Records excerpted from a collection:
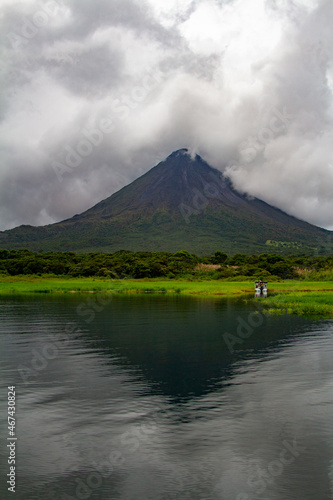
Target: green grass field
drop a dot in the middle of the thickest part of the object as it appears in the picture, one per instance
(313, 299)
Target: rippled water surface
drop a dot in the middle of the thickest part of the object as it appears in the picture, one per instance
(165, 398)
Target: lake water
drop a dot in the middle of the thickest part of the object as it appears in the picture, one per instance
(145, 397)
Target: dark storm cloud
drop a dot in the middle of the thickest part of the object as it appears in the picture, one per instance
(247, 86)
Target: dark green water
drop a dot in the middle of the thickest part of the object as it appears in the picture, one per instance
(164, 398)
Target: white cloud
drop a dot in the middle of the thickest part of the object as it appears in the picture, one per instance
(224, 69)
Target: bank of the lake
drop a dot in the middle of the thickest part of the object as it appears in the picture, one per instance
(307, 298)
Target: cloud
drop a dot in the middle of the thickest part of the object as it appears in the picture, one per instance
(214, 76)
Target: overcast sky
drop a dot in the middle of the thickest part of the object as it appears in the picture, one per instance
(96, 92)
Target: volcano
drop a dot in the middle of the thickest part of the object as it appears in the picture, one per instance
(181, 203)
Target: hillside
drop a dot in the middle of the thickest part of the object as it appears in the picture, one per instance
(182, 203)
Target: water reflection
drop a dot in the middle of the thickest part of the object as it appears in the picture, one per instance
(148, 402)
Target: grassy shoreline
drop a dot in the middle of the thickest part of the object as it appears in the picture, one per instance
(305, 298)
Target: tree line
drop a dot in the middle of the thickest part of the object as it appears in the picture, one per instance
(126, 264)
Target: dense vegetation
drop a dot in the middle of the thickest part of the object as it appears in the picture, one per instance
(125, 264)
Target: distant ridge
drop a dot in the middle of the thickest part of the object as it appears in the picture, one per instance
(181, 203)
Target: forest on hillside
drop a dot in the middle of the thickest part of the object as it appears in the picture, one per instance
(182, 264)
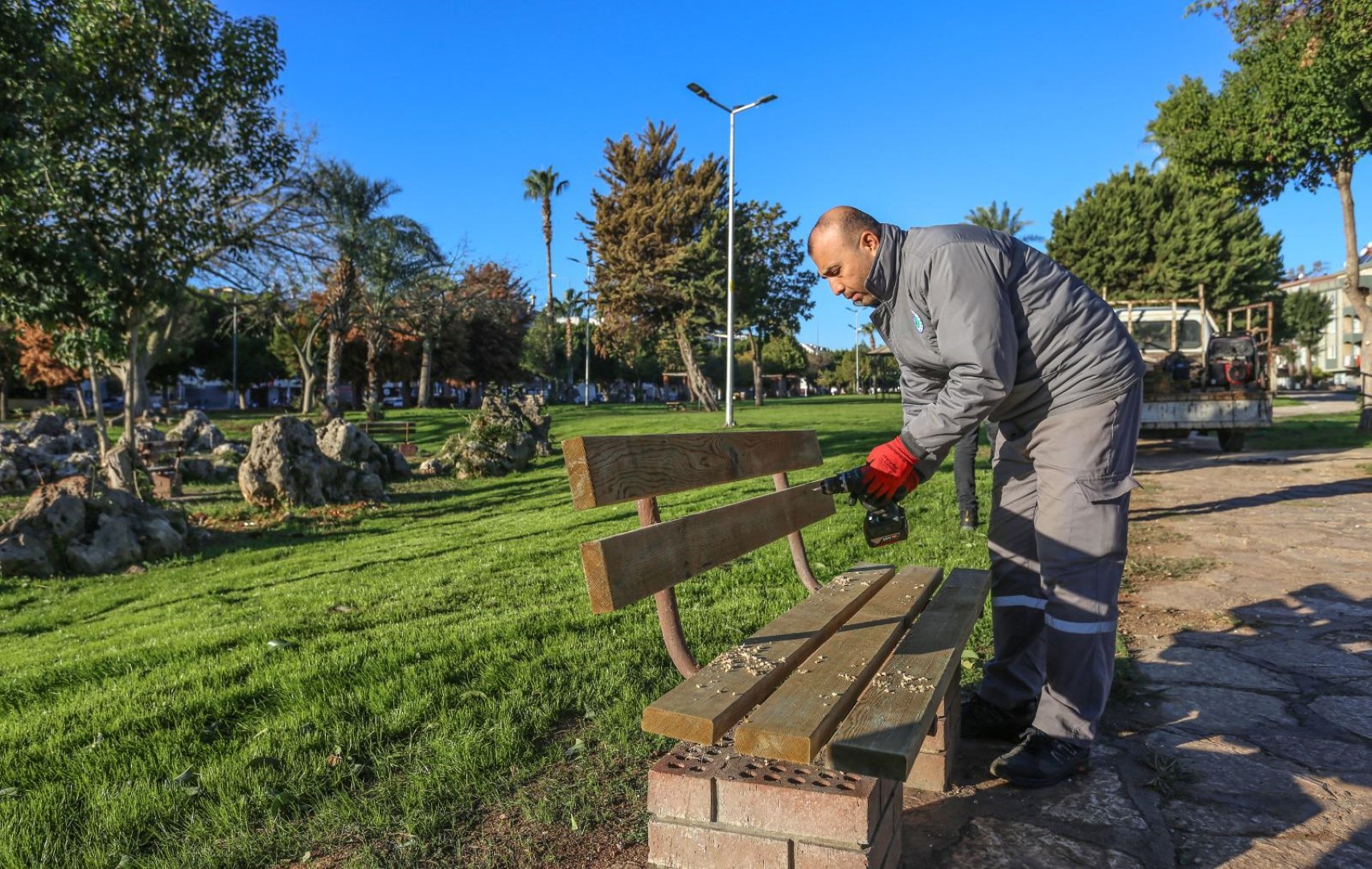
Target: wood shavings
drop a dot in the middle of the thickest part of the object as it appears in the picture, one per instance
(889, 682)
(744, 658)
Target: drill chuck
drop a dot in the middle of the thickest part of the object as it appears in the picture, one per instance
(885, 522)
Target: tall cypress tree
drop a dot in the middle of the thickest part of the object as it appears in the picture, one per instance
(653, 237)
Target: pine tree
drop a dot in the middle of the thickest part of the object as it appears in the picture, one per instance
(655, 237)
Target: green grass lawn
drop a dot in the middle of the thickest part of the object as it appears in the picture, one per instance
(413, 684)
(387, 682)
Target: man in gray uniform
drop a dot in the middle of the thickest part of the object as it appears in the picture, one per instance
(987, 327)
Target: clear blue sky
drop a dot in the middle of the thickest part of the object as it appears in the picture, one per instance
(913, 114)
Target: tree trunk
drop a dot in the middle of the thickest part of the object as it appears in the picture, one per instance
(307, 379)
(95, 404)
(121, 459)
(425, 373)
(758, 369)
(373, 381)
(1344, 180)
(571, 365)
(695, 381)
(548, 246)
(332, 373)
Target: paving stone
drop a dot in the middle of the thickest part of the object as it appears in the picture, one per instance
(1222, 818)
(1231, 771)
(1195, 666)
(992, 843)
(1325, 756)
(1309, 659)
(1247, 853)
(1349, 713)
(1222, 710)
(1096, 798)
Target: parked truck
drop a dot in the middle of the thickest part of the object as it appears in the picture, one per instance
(1202, 379)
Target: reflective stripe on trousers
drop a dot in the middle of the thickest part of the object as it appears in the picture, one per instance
(1058, 533)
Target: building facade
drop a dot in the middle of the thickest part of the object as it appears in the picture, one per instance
(1341, 350)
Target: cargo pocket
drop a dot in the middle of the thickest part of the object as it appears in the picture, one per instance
(1101, 521)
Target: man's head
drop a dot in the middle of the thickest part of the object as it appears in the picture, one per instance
(844, 245)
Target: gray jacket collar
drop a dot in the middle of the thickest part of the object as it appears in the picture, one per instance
(885, 270)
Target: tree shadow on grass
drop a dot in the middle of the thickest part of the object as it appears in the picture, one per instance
(1356, 485)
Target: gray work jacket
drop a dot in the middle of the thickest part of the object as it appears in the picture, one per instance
(987, 327)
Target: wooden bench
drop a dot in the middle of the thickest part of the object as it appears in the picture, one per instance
(404, 430)
(851, 678)
(162, 460)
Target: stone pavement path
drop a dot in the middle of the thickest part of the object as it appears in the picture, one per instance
(1245, 738)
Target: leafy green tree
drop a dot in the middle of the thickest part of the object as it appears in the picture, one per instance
(771, 283)
(150, 143)
(433, 313)
(655, 249)
(998, 217)
(398, 254)
(571, 308)
(349, 208)
(1143, 235)
(783, 355)
(1296, 110)
(541, 186)
(1306, 315)
(495, 323)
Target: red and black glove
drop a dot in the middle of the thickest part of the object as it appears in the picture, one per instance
(891, 472)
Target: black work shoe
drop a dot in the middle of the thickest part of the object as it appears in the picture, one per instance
(1041, 761)
(984, 719)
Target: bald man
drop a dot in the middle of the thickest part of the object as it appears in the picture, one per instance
(987, 327)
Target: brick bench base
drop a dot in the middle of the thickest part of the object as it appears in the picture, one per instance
(713, 808)
(717, 809)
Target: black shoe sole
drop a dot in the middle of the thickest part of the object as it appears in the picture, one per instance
(1039, 783)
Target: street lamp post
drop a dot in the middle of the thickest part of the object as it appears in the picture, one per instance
(856, 330)
(586, 315)
(729, 323)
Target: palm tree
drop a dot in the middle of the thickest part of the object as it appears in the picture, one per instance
(573, 307)
(542, 184)
(1000, 220)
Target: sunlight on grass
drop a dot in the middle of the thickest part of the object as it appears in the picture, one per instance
(394, 677)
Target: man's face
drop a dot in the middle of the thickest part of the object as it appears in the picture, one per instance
(845, 266)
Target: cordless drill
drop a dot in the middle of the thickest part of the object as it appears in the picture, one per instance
(885, 521)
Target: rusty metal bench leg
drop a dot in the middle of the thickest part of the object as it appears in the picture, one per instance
(668, 616)
(798, 546)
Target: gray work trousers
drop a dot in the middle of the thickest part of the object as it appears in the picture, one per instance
(1058, 530)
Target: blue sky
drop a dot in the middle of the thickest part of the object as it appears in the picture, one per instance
(911, 112)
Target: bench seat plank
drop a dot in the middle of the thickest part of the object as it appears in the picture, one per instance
(803, 713)
(705, 706)
(616, 468)
(635, 565)
(884, 732)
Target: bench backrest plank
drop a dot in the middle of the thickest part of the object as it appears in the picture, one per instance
(884, 732)
(796, 721)
(635, 565)
(616, 468)
(707, 705)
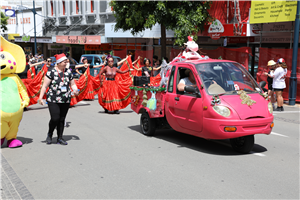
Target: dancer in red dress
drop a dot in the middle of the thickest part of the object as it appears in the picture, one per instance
(88, 85)
(114, 93)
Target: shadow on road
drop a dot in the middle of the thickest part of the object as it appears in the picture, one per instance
(65, 137)
(22, 139)
(216, 147)
(112, 112)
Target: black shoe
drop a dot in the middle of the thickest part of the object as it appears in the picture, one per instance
(48, 140)
(61, 141)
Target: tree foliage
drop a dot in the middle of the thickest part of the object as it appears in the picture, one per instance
(184, 17)
(3, 22)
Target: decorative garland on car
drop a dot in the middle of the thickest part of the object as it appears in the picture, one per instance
(152, 89)
(215, 100)
(246, 99)
(264, 95)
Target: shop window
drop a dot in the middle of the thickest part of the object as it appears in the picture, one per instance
(92, 6)
(64, 7)
(51, 4)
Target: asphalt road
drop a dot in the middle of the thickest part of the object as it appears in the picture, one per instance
(108, 158)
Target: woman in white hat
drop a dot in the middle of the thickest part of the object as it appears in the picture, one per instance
(59, 79)
(271, 65)
(278, 85)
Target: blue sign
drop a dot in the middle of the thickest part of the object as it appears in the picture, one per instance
(10, 13)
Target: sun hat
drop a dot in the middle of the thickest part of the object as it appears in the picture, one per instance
(60, 57)
(271, 62)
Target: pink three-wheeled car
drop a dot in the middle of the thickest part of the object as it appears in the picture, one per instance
(226, 103)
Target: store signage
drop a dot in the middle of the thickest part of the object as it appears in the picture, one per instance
(229, 30)
(108, 47)
(239, 39)
(272, 28)
(80, 39)
(25, 38)
(154, 32)
(56, 46)
(216, 29)
(272, 11)
(10, 13)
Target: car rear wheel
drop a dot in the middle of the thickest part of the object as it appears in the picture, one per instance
(243, 144)
(148, 125)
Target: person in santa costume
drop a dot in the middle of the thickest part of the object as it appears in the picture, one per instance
(147, 70)
(114, 93)
(59, 79)
(88, 85)
(13, 95)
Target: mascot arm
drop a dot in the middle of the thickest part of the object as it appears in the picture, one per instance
(23, 92)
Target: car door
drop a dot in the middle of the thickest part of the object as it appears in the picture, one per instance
(185, 110)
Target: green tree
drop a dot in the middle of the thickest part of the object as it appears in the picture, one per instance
(3, 22)
(184, 17)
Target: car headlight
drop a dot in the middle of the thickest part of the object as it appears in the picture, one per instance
(270, 107)
(222, 110)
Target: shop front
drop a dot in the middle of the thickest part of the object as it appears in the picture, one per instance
(75, 44)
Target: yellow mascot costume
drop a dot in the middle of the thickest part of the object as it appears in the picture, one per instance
(13, 95)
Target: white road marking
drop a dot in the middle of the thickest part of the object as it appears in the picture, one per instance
(257, 154)
(273, 133)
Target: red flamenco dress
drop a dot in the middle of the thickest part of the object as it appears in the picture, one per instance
(115, 94)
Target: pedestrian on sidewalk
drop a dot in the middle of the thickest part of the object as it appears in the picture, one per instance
(59, 79)
(271, 65)
(278, 85)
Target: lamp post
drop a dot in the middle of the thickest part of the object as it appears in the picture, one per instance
(293, 78)
(34, 13)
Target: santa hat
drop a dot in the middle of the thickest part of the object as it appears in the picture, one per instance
(280, 60)
(60, 57)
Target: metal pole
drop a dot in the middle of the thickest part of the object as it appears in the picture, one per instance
(293, 78)
(33, 10)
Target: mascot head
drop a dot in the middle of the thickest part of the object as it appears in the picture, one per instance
(12, 58)
(191, 44)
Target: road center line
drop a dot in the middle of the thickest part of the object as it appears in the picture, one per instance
(273, 133)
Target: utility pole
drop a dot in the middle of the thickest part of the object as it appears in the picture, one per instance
(293, 78)
(34, 13)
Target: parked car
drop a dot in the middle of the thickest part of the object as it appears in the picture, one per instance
(225, 103)
(96, 59)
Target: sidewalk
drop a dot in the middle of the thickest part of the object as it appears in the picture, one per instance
(11, 187)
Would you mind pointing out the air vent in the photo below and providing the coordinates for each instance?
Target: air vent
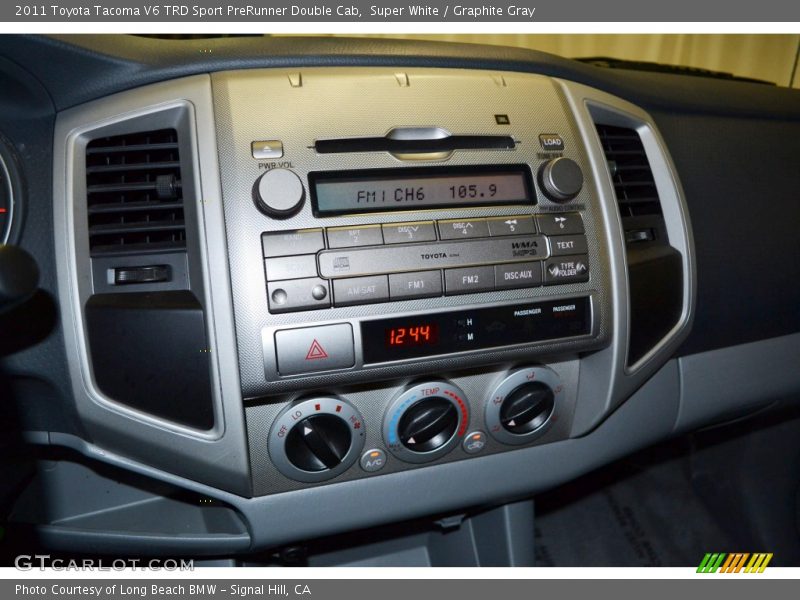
(134, 194)
(630, 170)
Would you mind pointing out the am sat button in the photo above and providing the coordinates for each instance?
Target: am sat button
(360, 290)
(312, 349)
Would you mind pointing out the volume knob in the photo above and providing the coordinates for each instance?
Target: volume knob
(279, 193)
(561, 179)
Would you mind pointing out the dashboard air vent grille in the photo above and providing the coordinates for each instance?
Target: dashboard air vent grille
(134, 193)
(630, 170)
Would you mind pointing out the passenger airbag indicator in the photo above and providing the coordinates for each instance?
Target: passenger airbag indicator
(401, 338)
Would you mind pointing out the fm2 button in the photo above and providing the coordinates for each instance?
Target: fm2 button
(279, 193)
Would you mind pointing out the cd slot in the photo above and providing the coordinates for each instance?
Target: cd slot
(414, 146)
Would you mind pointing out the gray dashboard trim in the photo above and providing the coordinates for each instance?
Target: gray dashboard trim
(680, 396)
(310, 513)
(732, 382)
(607, 370)
(220, 456)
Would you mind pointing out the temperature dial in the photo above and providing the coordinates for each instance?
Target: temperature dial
(316, 439)
(426, 421)
(521, 407)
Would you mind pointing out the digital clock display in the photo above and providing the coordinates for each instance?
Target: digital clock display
(423, 334)
(381, 190)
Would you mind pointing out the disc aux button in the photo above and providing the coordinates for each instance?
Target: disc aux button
(312, 349)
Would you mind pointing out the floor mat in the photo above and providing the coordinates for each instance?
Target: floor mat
(640, 512)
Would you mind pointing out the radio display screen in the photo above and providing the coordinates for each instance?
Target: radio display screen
(382, 190)
(398, 338)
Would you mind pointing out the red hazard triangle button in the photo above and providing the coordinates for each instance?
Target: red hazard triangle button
(316, 351)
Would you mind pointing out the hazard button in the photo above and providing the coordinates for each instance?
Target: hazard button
(312, 349)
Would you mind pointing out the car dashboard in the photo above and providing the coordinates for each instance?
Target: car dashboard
(292, 288)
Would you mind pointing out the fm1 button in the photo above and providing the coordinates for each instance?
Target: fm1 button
(474, 442)
(279, 193)
(373, 460)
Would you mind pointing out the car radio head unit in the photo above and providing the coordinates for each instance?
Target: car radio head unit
(446, 222)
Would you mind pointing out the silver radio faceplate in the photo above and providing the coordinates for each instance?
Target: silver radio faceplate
(293, 269)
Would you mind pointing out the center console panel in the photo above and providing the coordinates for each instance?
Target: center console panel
(401, 272)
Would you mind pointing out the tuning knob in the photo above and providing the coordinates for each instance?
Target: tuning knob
(425, 421)
(560, 179)
(316, 439)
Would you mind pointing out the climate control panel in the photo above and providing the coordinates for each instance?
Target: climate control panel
(324, 437)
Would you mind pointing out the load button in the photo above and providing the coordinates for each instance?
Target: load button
(312, 349)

## DIRECTIONS FOR THIS TASK
Restate exactly, please, only the lines between the start of the data and the line containing "Target: rippled water surface", both ends included, skipping the pictures.

## SOLUTION FOR THIS TASK
Target: green grass field
drop a dot in the middle of the thickest part of the object as it appears in the picture, one per instance
(313, 299)
Target: rippled water surface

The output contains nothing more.